§ **Trecho do documento**:
━━━━━━━━━━
Lyvia Rocha/Tribuna do Ceará
Imagem: Lyvia Rocha/Tribuna do Ceará

Adriano Wilkson

Do UOL, em São Paulo

10/02/2017 12h00

Em Porto Alegre e no Rio de Janeiro, eles chamam de sacolé. Em Cuiabá de suquinho. No litoral paulista de chupe-chupe e em Goiânia, de laranjinha – mesmo se não for feito de laranja. Em São Paulo já se ouviu geladinho e gelinho. Em Belém do Pará, eles chamam de chopp.

Em Fortaleza, o garoto Vancy Diniz saiu de casa na última terça-feira com um isopor carregado de dindins (sabor goiaba, coco, coco queimado, Nescau e morango, entre outros) para fazer dindim nos arredores do clube de futebol Ceará, seu time do coração.

Aos 12 anos, Vancy, como quase todo menino de 12 anos, sonha em ser jogador de futebol. No meio do ano passado ele fez a mãe matriculá-lo na escolinha do clube pensando em “um dia virar um jogador famoso e ajudar a família”, me disse ele por telefone, na quinta-feira.
━━━━━━━━━━
§ **Material fornecido**:
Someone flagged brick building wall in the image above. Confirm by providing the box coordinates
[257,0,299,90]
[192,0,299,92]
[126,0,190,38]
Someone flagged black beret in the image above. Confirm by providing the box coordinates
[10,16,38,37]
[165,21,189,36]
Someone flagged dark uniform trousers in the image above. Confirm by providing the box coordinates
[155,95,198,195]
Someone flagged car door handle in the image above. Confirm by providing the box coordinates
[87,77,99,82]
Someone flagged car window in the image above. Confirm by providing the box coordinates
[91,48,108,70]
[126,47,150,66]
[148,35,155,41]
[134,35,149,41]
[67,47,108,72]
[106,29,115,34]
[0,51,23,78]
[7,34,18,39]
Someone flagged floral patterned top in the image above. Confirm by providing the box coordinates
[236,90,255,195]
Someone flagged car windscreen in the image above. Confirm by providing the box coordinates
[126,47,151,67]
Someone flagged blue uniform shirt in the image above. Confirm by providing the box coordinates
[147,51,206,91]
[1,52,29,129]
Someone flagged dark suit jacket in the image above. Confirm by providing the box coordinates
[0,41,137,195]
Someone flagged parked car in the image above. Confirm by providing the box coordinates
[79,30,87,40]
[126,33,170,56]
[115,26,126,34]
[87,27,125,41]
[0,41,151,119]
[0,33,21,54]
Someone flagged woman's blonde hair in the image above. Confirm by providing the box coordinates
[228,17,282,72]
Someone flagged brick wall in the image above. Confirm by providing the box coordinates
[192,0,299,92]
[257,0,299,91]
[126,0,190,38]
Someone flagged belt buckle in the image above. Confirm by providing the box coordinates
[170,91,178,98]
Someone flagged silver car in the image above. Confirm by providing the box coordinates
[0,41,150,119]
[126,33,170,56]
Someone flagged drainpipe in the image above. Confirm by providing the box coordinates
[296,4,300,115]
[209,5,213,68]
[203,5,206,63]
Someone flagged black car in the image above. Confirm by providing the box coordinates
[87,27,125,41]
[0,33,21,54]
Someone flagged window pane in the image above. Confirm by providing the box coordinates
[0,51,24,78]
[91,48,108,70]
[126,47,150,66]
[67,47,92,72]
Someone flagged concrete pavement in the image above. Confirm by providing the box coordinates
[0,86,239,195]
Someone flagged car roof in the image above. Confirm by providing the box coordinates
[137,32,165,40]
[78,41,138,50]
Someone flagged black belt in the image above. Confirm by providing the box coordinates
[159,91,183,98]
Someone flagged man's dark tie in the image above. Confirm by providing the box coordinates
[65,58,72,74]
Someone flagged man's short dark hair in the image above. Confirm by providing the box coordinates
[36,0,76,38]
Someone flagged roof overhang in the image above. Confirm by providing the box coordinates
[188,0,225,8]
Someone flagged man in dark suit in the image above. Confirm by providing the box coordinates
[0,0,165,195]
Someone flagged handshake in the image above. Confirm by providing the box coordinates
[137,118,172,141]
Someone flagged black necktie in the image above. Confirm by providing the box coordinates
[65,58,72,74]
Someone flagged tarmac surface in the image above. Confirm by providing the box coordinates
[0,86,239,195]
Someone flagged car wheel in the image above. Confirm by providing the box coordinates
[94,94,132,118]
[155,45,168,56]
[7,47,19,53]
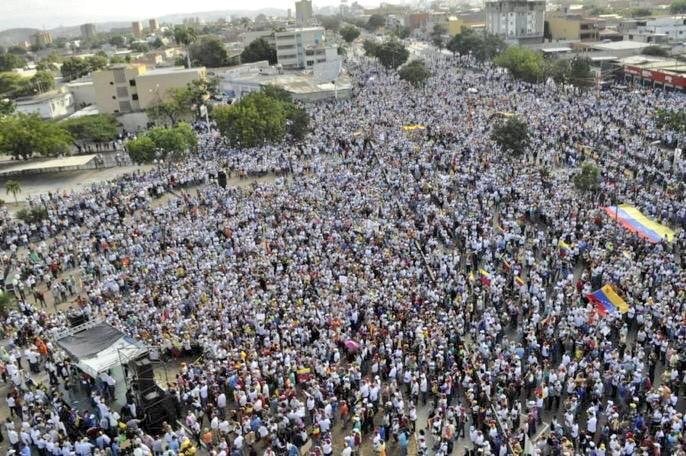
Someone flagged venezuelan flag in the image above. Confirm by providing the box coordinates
[479,269,491,287]
[605,204,675,243]
[586,284,629,315]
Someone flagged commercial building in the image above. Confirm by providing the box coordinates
[274,27,339,69]
[545,14,600,41]
[14,90,74,119]
[295,0,312,25]
[219,61,352,102]
[620,56,686,92]
[131,21,143,38]
[486,0,545,44]
[31,31,52,47]
[81,24,95,40]
[92,64,207,114]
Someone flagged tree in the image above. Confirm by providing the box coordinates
[317,16,341,32]
[126,122,198,163]
[146,88,192,126]
[60,114,119,142]
[655,108,686,133]
[212,86,310,147]
[29,71,55,93]
[494,46,545,82]
[129,41,150,52]
[5,179,21,203]
[0,114,72,159]
[573,162,600,192]
[126,135,155,163]
[362,40,381,57]
[241,38,276,65]
[398,60,431,87]
[569,56,595,88]
[431,24,448,49]
[641,45,669,57]
[376,39,410,68]
[174,25,198,68]
[367,14,386,32]
[190,36,230,68]
[393,25,410,40]
[339,25,360,43]
[669,0,686,14]
[109,35,126,47]
[447,28,507,62]
[491,116,530,155]
[0,53,26,71]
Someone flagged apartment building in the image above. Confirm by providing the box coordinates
[486,0,545,44]
[92,64,207,114]
[274,27,338,69]
[546,14,600,41]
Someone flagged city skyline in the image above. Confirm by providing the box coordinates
[0,0,388,30]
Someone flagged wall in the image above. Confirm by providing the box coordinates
[136,68,206,109]
[546,17,581,41]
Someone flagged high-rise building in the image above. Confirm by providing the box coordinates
[295,0,312,25]
[81,24,95,40]
[131,21,143,37]
[31,31,52,47]
[486,0,545,43]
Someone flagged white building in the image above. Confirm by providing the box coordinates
[219,61,352,102]
[636,17,686,41]
[486,0,545,44]
[274,27,339,69]
[14,90,74,119]
[295,0,312,25]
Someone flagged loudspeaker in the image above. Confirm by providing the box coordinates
[142,390,178,435]
[67,313,88,328]
[132,358,157,395]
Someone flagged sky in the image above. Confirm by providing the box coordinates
[0,0,379,30]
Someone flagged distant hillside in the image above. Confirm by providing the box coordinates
[0,28,39,46]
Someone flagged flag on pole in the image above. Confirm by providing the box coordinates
[479,269,491,287]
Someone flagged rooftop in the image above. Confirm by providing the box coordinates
[591,41,652,51]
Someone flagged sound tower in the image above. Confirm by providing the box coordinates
[217,171,226,188]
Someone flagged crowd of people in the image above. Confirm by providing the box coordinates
[0,47,686,456]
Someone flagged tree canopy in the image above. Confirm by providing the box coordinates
[446,28,507,61]
[0,52,26,71]
[0,114,72,159]
[241,38,276,65]
[364,38,410,68]
[60,114,119,142]
[339,25,360,43]
[126,122,198,163]
[494,46,545,82]
[398,59,431,87]
[212,86,310,147]
[367,14,386,32]
[573,162,600,192]
[491,116,530,155]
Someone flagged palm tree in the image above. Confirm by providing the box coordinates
[174,25,198,68]
[5,180,21,203]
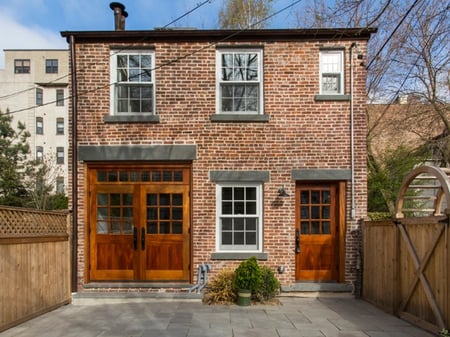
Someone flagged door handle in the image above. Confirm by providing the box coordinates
[133,227,137,250]
[141,228,145,250]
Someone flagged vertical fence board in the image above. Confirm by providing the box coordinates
[362,218,450,332]
[0,206,71,331]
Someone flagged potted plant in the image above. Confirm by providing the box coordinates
[234,256,263,305]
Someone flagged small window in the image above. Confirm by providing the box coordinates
[36,146,44,163]
[56,146,64,164]
[320,50,344,95]
[56,176,65,193]
[217,184,262,252]
[36,117,44,135]
[45,59,58,74]
[216,50,263,114]
[14,60,30,74]
[56,117,64,135]
[36,88,44,105]
[56,89,64,106]
[111,51,155,115]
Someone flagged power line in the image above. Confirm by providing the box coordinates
[366,0,422,69]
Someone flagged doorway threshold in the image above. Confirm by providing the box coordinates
[281,282,353,293]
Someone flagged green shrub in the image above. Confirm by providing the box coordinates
[234,256,263,294]
[255,266,280,302]
[203,270,236,304]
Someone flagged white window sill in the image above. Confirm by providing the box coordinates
[314,94,350,101]
[211,114,270,123]
[103,115,159,123]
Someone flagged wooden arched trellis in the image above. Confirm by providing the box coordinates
[394,166,450,331]
[395,165,450,219]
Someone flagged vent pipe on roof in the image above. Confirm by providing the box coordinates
[109,2,128,30]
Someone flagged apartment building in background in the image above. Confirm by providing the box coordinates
[0,49,70,194]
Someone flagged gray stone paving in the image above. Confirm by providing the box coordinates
[0,295,433,337]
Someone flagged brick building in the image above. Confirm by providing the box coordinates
[62,9,375,291]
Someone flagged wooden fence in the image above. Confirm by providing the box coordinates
[0,206,71,331]
[362,217,450,333]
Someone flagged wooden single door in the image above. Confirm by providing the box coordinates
[90,185,135,280]
[140,185,190,281]
[295,183,339,282]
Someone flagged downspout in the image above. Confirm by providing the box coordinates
[69,35,78,292]
[350,42,356,220]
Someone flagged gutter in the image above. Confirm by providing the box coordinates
[69,35,78,292]
[350,42,356,220]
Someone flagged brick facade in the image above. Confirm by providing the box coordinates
[63,30,373,290]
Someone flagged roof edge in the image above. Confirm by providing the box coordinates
[61,27,377,41]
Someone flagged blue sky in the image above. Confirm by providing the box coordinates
[0,0,301,69]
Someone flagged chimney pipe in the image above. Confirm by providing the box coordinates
[109,2,128,30]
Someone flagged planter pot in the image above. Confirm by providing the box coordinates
[238,289,252,306]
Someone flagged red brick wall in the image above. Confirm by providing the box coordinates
[71,40,367,285]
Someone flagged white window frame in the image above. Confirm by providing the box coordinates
[319,49,345,95]
[216,48,264,115]
[110,50,156,116]
[216,182,263,253]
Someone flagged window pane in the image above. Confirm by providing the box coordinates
[172,194,183,206]
[222,232,233,245]
[159,222,170,234]
[322,221,331,234]
[222,218,233,231]
[234,232,245,245]
[159,207,170,220]
[147,222,158,234]
[245,201,256,214]
[97,193,108,206]
[147,193,158,206]
[110,193,120,206]
[159,193,170,206]
[311,191,320,204]
[311,221,320,234]
[147,208,158,220]
[322,206,330,219]
[172,208,183,220]
[300,206,309,219]
[234,218,245,231]
[172,222,183,234]
[300,191,309,204]
[245,232,256,245]
[300,221,309,234]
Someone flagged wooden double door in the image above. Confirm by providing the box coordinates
[89,167,190,282]
[295,182,343,282]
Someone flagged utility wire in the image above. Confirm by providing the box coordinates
[366,0,422,69]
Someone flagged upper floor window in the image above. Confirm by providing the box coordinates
[36,117,44,135]
[36,146,44,163]
[45,59,58,74]
[111,51,155,115]
[56,89,64,106]
[216,183,262,252]
[216,49,263,114]
[320,50,344,95]
[56,117,64,135]
[56,176,64,193]
[56,146,64,164]
[36,88,44,105]
[14,60,30,74]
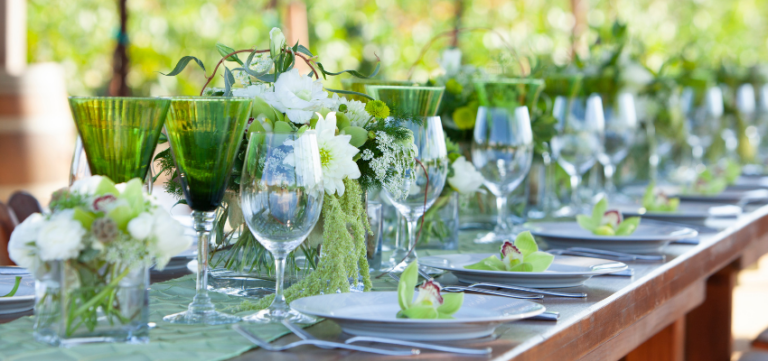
━━━━━━━━━━
§ **Tarefas a concluir**:
- A) Reescreva em forma de lista o parágrafo do trecho sobre o dindim que começa com "Em Porto Alegre e no Rio de Janeiro", mantendo os fatos principais.
- B) Por favor, prossiga o trecho sobre o dindim a partir do ponto em que ele termina.
As entradas não têm nenhuma relação com esta atividade.

§ **Resultados finais**:
- A)
- Porto Alegre e Rio de Janeiro: sacolé
- Cuiabá: suquinho
- Litoral paulista: chupe-chupe
- Goiânia: laranjinha, mesmo que não seja de laranja
- São Paulo: geladinho e gelinho
- Belém do Pará: chopp

- B)
A família de Vancy não podia mantê-lo na escolinha, cuja mensalidade custa R$ 105. O garoto resolveu arregaçar as mangas. Quase todo dia depois das aulas ou antes do treino, levava um isopor com a mercadoria aos arredores do campo do Ceará. Metade do que ganhava ficava com sua avó, que preparava o produto. A outra metade ele usava para pagar a mensalidade da escolinha.

Vancy também trabalhava com o avô na feira de sábado, empacotando produtos e fazendo pequenos serviços. O que ganhava ia para o cofrinho e completava a mensalidade para a escolinha.

vancy e Lyvia - Garibaldi Suarez/Artilheiro - Garibaldi Suarez/Artilheiro
A jornalista Lyvia Rocha com o garoto Vancy Diniz
Imagem: Garibaldi Suarez/Artilheiro

Ele começou a virar torcedor do Ceará por causa do pai, um fanático alvinegro que faleceu recentemente. Depois de perde-lo, Vancy passou a acompanhar mais de perto o time, apesar de nunca ter entrado em um estádio.

Tudo mudou na última terça-feira, quando Vancy encontrou a jornalista Lyvia Rocha, do portal “Tribuna do Ceará”. A repórter tinha ido ao clube atrás de outra pauta, mas sempre atenta, soube de uma fonte sobre Vancy. Lyvia se aproximou, o entrevistou, tirou fotos, comprou dez geladinhos (que distribuiu aos colegas de imprensa) e, no dia seguinte, publicou a matéria no site.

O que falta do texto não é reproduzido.